**Work request:** Output all of the data below without changing a word, and exclude the pictures.

Records contained in a dataset:
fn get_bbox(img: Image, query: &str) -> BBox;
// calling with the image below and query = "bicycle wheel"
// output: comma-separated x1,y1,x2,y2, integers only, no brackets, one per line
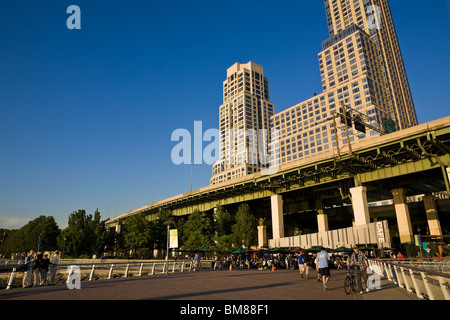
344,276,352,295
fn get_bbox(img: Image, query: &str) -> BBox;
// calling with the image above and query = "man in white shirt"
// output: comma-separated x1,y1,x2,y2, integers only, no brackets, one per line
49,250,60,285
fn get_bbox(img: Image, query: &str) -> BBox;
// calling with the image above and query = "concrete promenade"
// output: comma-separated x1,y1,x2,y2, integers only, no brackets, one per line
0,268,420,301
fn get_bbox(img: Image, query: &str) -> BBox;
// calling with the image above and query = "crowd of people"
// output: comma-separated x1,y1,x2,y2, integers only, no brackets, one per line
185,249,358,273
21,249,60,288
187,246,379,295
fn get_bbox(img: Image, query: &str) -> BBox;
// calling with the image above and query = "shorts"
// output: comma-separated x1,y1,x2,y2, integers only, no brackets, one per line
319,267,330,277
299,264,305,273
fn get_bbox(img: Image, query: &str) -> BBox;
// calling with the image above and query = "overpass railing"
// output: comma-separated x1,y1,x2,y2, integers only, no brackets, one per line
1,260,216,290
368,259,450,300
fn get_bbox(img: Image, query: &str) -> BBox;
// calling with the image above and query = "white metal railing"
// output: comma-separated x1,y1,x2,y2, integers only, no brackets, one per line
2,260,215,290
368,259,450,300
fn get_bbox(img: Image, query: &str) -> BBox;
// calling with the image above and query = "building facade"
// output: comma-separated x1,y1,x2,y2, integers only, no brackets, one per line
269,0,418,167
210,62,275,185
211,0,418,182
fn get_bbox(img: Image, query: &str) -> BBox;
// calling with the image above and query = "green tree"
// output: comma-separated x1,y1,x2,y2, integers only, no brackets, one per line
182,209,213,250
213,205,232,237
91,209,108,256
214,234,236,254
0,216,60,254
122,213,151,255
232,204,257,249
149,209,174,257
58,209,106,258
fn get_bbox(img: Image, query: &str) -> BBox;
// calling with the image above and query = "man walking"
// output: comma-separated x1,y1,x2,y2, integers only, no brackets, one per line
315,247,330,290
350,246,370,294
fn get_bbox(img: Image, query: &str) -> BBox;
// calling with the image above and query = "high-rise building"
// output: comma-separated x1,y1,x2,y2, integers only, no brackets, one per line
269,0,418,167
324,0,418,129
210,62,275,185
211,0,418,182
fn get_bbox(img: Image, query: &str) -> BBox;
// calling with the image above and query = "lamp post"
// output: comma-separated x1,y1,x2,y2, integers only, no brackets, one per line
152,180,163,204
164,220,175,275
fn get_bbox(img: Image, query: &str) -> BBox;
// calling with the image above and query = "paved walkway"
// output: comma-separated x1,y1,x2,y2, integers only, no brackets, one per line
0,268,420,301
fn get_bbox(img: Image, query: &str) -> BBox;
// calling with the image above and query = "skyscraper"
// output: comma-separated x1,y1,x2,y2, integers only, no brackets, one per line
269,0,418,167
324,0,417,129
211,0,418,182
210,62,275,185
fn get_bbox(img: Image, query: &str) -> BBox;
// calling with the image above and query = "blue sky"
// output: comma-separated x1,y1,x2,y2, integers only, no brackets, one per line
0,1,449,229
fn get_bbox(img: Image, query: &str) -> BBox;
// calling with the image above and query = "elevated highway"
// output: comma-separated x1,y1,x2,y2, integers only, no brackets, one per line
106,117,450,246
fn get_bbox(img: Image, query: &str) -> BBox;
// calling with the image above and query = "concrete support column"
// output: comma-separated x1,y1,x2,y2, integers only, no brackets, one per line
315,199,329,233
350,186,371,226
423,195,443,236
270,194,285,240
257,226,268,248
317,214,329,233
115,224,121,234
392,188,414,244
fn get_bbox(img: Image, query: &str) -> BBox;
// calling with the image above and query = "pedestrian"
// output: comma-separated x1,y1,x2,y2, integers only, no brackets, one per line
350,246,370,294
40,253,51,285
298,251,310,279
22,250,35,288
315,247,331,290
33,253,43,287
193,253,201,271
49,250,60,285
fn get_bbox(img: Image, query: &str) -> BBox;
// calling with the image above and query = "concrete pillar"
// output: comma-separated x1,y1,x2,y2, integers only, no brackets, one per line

**Solution to this exercise:**
fn get_bbox(img: Image, query: &str) -> BBox;
// calling with the image below and query = "bicycle wheel"
// output: comma-separated x1,y1,x2,y2, integers only, no brackets, one per line
344,276,352,295
fn get_bbox(img: Image, query: &str) -> BBox;
// calling with the image above and query = "man in white shirt"
// output: comma-separated x1,y1,x2,y2, integers only, no brackets, one per line
49,250,60,285
fn get_bbox(img: Image, query: &str) -> BBox;
// calling with the image above and query = "concrete promenade"
// output: comma-separated x1,y1,x2,y2, integers only, no brackets, one per line
0,268,420,301
fn get_bbox(img: Image, query: &str) -> BBox;
// calling with the image above and query = "crowd of people"
// output: comma-separated x1,y1,x2,y2, integers only, no brackets, one per line
185,249,358,273
21,249,60,288
187,246,379,295
fn get_bbox(img: Image, query: &str) -> BBox;
// calling with the image above and query = "shorts"
// output: comma-separated x1,y1,x2,y2, integers only, no brackets, one per line
319,267,330,277
299,264,305,273
fn get_bbox(img: Image, query: &str) -> BBox;
// calling with the image above and query = "overpass railing"
// output: comma-separated x1,y1,x2,y2, integers only, no brackets, one per line
1,260,216,290
368,259,450,300
fn get_bbox(img: Image, query: &str) -> BBox;
// calling with the image above and query = "white metal railing"
// output: comma-separated x1,y1,x2,y2, integers only, no brackets, one per line
2,260,215,290
368,259,450,300
fn get_bbox(img: Image, query: &str) -> BBox;
// calling with the image above and query = "building facade"
// output: comma-separated x1,y1,x2,y2, integers only, no brackets, one per line
269,0,418,167
210,62,275,185
211,0,418,182
fn get_bbox(img: Image, query: &str) -> BBox;
// calling with the image above and query = "green tree"
// output: comma-separated x1,y1,x2,y2, integers only, no brackets, one per line
182,209,213,250
213,205,232,237
91,209,108,256
214,234,236,254
0,216,60,254
122,213,151,255
232,204,257,249
149,209,174,257
58,209,106,258
fn get_bbox(img: Image, query: &str) -> BBox;
// calling with the image above and query = "man walking"
// output: comma-separated x1,y1,x2,y2, integers only, no brackets, one per line
315,247,330,290
350,246,370,294
fn get_bbox(img: Image, query: &str) -> BBox;
// calling with the image above and query = "high-rise building"
// output: comma-separated x1,y1,x2,y2, integers only, no brackets, one per line
269,0,418,167
324,0,418,129
210,62,275,185
211,0,418,182
fn get_bbox(img: Image, query: &str) -> BBox;
// calling with the image above and query = "lamp post"
// output: comma-separated x1,y1,x2,y2, integers only, no brackets, one per line
152,180,163,204
164,220,175,275
fn get_bbox(img: Image, query: &str) -> BBox;
// calling with the image above and query = "paved walkway"
// output: comma-separated x1,y1,x2,y2, integers only, no brackets, one per line
0,268,420,301
fn get_bbox(img: Image, query: &str) -> BBox;
// calling with the image above and query = "skyscraper"
// output: comma-separated x1,y1,x2,y2, integers only, no brackets, one per line
269,0,418,167
324,0,417,129
211,0,418,182
210,62,275,185
fn get_bbox(img: Image, query: &str) -> BBox;
// calling with the image above and query = "blue sky"
// output: comma-separated x1,y1,x2,y2, integers only, no brackets, one per line
0,1,449,229
fn get_bbox(img: Image, query: &str) -> BBox;
// calling with the image above and query = "elevated highway"
// output: comma-separated x1,y1,x2,y2, integers only, no brackets, one per line
106,117,450,246
fn get_bbox(img: Image, query: &str) -> BBox;
// calling with the image above and query = "concrete support column"
// output: comma-separated x1,y1,x2,y2, integers only, no brackets, one per line
315,199,329,233
350,186,371,226
423,195,443,236
270,194,285,240
257,226,268,248
317,214,329,233
115,224,121,234
392,188,414,244
fn get_bbox(img: Image, query: &str) -> BBox;
// calling with the image above and query = "pedestrian"
// output: comma-separated x1,y1,x2,y2, integers only, no brackets, one per line
350,246,370,294
40,253,51,285
298,251,310,279
22,250,35,288
315,247,331,290
33,253,43,287
193,253,201,271
49,250,60,285
fn get_bbox(img: Image, query: &str) -> BBox;
// calling with the image above and query = "concrete pillar"
// output: comma-separated x1,y1,x2,y2, integers only, no brackets, one per line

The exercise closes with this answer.